# Exercise passage
════════════════════

Evidence shows that in order for a population to comply with lockdown, they have to see lockdown as being a proportionate response to the nation’s difficulties. If the death rate and hospitalisation rate is low but restrictions remain high, then compliance is likely to reduce considerably.
Andrew Pollard, Professor of Paediatric Infection and Immunity at the University of Oxford and a Lead Investigator of the Oxford AstraZeneca vaccine trial praised the superhuman effort of the UK National Health Service and volunteers managing to vaccinate 50 million people, but added, there is still a long way to go to make sure all those at the greatest risk are vaccinated.
We need to keep going and protect everyone by vaccination, and not forget that we have a moral responsibility to those in other countries who are vulnerable to help them in this time of crisis, and to make sense for our own health security.
Pollard believes that the emerging evidence is encouraging that the vaccines developed so far can stop all currently known variants from causing serious illness and death, but cautions that monitoring is still required. He adds if we can stop serious disease with vaccines, we can learn to live with the virus even though it causes colds in most people and rarely severe disease.
There are two possible scenarios with the variants: The current vaccines do most of the heavy lifting and preventing lower respiratory tract infections and we learn how best to manage the infrequent cases of severe disease; or the virus keeps changing and still causes severe disease and we have to regularly update vaccines as we do with influenza to keep us all safe.
A study by Cook and Roberts shows that the pressure on ICU’s and hospitalisations in the United Kingdom will not lift for some time and therefore there are elements of lockdown that cannot be lifted, but once the public understand all these indicators are plummeting, the pressure to lift restrictions will be intense.
Savulescu, Professor of Practical Ethics at Oxford University has written about the justifiability of selective lockdown of older people greater than 50 years as a way of managing the pandemic, saying this could have substantially reduced population transmission in six months. He believes that young people could freely mix, socialise, be educated and work with a much lower likelihood of getting seriously ill, if the over 50s and elderly were protected throughout lockdown.
Now vaccination has arguably made that unnecessary by protecting those most likely to become seriously ill to need hospitalisation. Future lockdowns could just be restricted to those aged over 50 he says.
Richard Horton, the Editor in Chief of the Lancet suggested that if the UK maintains its existing lockdown measures, community transmission could largely be halted towards the end of February.

════════════════════

# Record extracts

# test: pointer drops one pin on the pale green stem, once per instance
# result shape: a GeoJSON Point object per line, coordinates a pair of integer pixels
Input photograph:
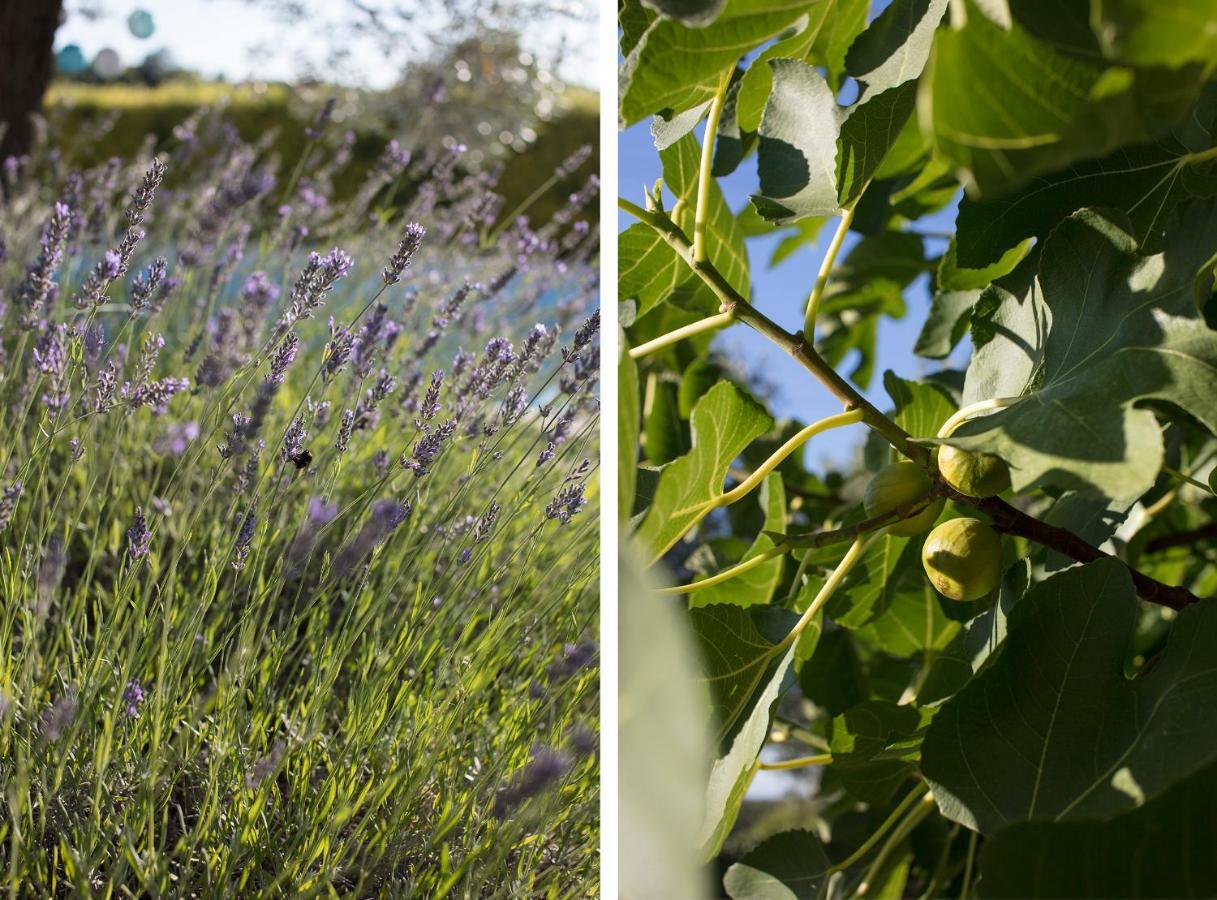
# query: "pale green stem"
{"type": "Point", "coordinates": [801, 763]}
{"type": "Point", "coordinates": [869, 843]}
{"type": "Point", "coordinates": [701, 214]}
{"type": "Point", "coordinates": [847, 562]}
{"type": "Point", "coordinates": [924, 808]}
{"type": "Point", "coordinates": [1204, 156]}
{"type": "Point", "coordinates": [762, 471]}
{"type": "Point", "coordinates": [968, 866]}
{"type": "Point", "coordinates": [972, 409]}
{"type": "Point", "coordinates": [822, 279]}
{"type": "Point", "coordinates": [702, 325]}
{"type": "Point", "coordinates": [1189, 479]}
{"type": "Point", "coordinates": [753, 481]}
{"type": "Point", "coordinates": [727, 574]}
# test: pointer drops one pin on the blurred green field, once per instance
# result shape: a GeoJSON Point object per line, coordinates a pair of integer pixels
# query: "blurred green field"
{"type": "Point", "coordinates": [282, 112]}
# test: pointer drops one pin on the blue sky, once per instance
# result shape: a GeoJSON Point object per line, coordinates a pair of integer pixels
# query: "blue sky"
{"type": "Point", "coordinates": [244, 40]}
{"type": "Point", "coordinates": [780, 293]}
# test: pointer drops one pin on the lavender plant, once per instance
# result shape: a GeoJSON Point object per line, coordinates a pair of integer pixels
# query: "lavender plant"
{"type": "Point", "coordinates": [298, 541]}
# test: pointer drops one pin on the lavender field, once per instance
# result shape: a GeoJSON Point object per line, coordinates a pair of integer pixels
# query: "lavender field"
{"type": "Point", "coordinates": [298, 528]}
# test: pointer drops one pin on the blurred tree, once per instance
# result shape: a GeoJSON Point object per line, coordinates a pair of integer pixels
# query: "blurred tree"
{"type": "Point", "coordinates": [27, 37]}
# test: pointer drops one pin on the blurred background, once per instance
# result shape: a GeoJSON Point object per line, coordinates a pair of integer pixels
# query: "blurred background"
{"type": "Point", "coordinates": [512, 79]}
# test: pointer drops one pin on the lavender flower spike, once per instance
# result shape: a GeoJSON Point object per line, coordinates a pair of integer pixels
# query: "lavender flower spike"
{"type": "Point", "coordinates": [9, 499]}
{"type": "Point", "coordinates": [405, 249]}
{"type": "Point", "coordinates": [138, 535]}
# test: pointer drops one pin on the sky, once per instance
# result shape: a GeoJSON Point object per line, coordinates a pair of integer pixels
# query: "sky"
{"type": "Point", "coordinates": [780, 293]}
{"type": "Point", "coordinates": [244, 40]}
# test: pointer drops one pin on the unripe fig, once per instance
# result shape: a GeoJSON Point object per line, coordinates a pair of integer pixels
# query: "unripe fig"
{"type": "Point", "coordinates": [898, 484]}
{"type": "Point", "coordinates": [975, 474]}
{"type": "Point", "coordinates": [963, 558]}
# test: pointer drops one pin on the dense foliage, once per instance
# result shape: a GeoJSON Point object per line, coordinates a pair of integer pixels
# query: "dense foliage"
{"type": "Point", "coordinates": [1022, 702]}
{"type": "Point", "coordinates": [297, 549]}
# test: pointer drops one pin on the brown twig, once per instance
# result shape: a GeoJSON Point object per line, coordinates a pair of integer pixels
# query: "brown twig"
{"type": "Point", "coordinates": [1005, 518]}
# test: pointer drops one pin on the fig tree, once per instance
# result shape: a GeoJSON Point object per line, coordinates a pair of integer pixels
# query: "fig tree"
{"type": "Point", "coordinates": [975, 474]}
{"type": "Point", "coordinates": [898, 484]}
{"type": "Point", "coordinates": [963, 558]}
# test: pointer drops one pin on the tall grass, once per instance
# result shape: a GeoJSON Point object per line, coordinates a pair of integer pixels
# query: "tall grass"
{"type": "Point", "coordinates": [298, 544]}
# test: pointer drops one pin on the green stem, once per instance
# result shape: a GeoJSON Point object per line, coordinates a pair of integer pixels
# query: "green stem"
{"type": "Point", "coordinates": [822, 279]}
{"type": "Point", "coordinates": [972, 409]}
{"type": "Point", "coordinates": [969, 864]}
{"type": "Point", "coordinates": [923, 809]}
{"type": "Point", "coordinates": [701, 214]}
{"type": "Point", "coordinates": [822, 759]}
{"type": "Point", "coordinates": [713, 322]}
{"type": "Point", "coordinates": [847, 562]}
{"type": "Point", "coordinates": [1204, 156]}
{"type": "Point", "coordinates": [755, 479]}
{"type": "Point", "coordinates": [1187, 478]}
{"type": "Point", "coordinates": [914, 796]}
{"type": "Point", "coordinates": [727, 574]}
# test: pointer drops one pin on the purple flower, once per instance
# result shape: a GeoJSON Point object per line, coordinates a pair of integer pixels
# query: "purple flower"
{"type": "Point", "coordinates": [259, 288]}
{"type": "Point", "coordinates": [57, 718]}
{"type": "Point", "coordinates": [133, 696]}
{"type": "Point", "coordinates": [142, 197]}
{"type": "Point", "coordinates": [387, 515]}
{"type": "Point", "coordinates": [145, 285]}
{"type": "Point", "coordinates": [431, 400]}
{"type": "Point", "coordinates": [583, 336]}
{"type": "Point", "coordinates": [566, 504]}
{"type": "Point", "coordinates": [244, 539]}
{"type": "Point", "coordinates": [138, 535]}
{"type": "Point", "coordinates": [345, 428]}
{"type": "Point", "coordinates": [484, 523]}
{"type": "Point", "coordinates": [545, 766]}
{"type": "Point", "coordinates": [427, 448]}
{"type": "Point", "coordinates": [40, 276]}
{"type": "Point", "coordinates": [405, 249]}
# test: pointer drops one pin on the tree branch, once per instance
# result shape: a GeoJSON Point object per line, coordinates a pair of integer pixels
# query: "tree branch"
{"type": "Point", "coordinates": [1005, 518]}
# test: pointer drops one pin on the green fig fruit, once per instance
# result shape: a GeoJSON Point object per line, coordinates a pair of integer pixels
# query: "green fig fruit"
{"type": "Point", "coordinates": [963, 558]}
{"type": "Point", "coordinates": [975, 474]}
{"type": "Point", "coordinates": [898, 484]}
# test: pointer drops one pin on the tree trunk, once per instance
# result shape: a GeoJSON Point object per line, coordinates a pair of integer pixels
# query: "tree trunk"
{"type": "Point", "coordinates": [27, 34]}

════════════════════

# Problems to work on
1) Answer these from the lockdown text:
(a) How many people does Pollard say the NHS and volunteers managed to vaccinate?
(b) Of which publication is Richard Horton the Editor in Chief?
(c) To which age group does Savulescu say future lockdowns could be restricted?
2) Duplicate the portion of the lockdown text that begins with the words "Andrew Pollard, Professor" and ends with "risk are vaccinated.".

# Responses by task
1)
(a) 50 million people
(b) The Lancet
(c) Those aged over 50

2)
Andrew Pollard, Professor of Paediatric Infection and Immunity at the University of Oxford and a Lead Investigator of the Oxford AstraZeneca vaccine trial praised the superhuman effort of the UK National Health Service and volunteers managing to vaccinate 50 million people, but added, there is still a long way to go to make sure all those at the greatest risk are vaccinated.